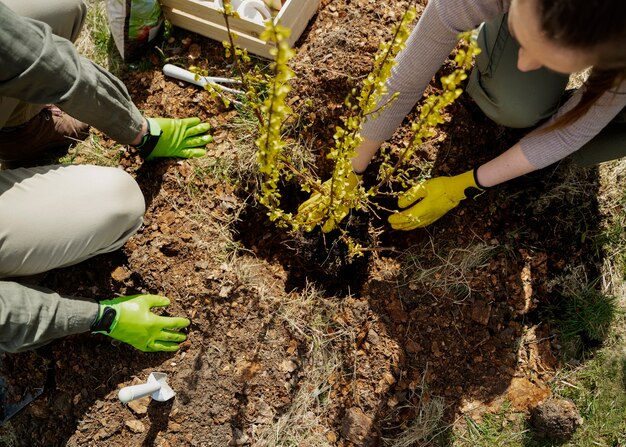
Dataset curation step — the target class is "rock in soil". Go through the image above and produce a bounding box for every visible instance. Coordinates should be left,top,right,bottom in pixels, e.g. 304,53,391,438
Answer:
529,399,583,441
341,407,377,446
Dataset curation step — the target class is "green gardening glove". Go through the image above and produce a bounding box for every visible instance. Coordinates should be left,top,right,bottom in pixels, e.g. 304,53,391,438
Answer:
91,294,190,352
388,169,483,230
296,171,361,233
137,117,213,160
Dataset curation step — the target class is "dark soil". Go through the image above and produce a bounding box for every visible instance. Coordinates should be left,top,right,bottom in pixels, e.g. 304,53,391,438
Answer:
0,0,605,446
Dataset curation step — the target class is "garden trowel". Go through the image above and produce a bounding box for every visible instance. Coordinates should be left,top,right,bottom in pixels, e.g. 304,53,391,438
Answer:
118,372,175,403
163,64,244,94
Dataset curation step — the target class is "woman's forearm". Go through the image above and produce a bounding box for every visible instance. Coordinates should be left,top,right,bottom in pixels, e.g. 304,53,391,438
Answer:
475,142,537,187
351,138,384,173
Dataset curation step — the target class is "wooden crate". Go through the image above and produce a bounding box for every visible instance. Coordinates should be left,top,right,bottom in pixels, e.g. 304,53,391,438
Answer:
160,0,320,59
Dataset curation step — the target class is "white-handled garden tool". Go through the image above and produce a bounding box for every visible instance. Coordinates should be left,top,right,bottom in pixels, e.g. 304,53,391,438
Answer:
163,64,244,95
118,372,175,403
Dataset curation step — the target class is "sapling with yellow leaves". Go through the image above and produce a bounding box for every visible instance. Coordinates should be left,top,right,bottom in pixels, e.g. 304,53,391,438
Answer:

**Exercise brief**
Determine the count of lines that include the word "target" in the listing, and state nothing but that count.

**Finished exercise**
8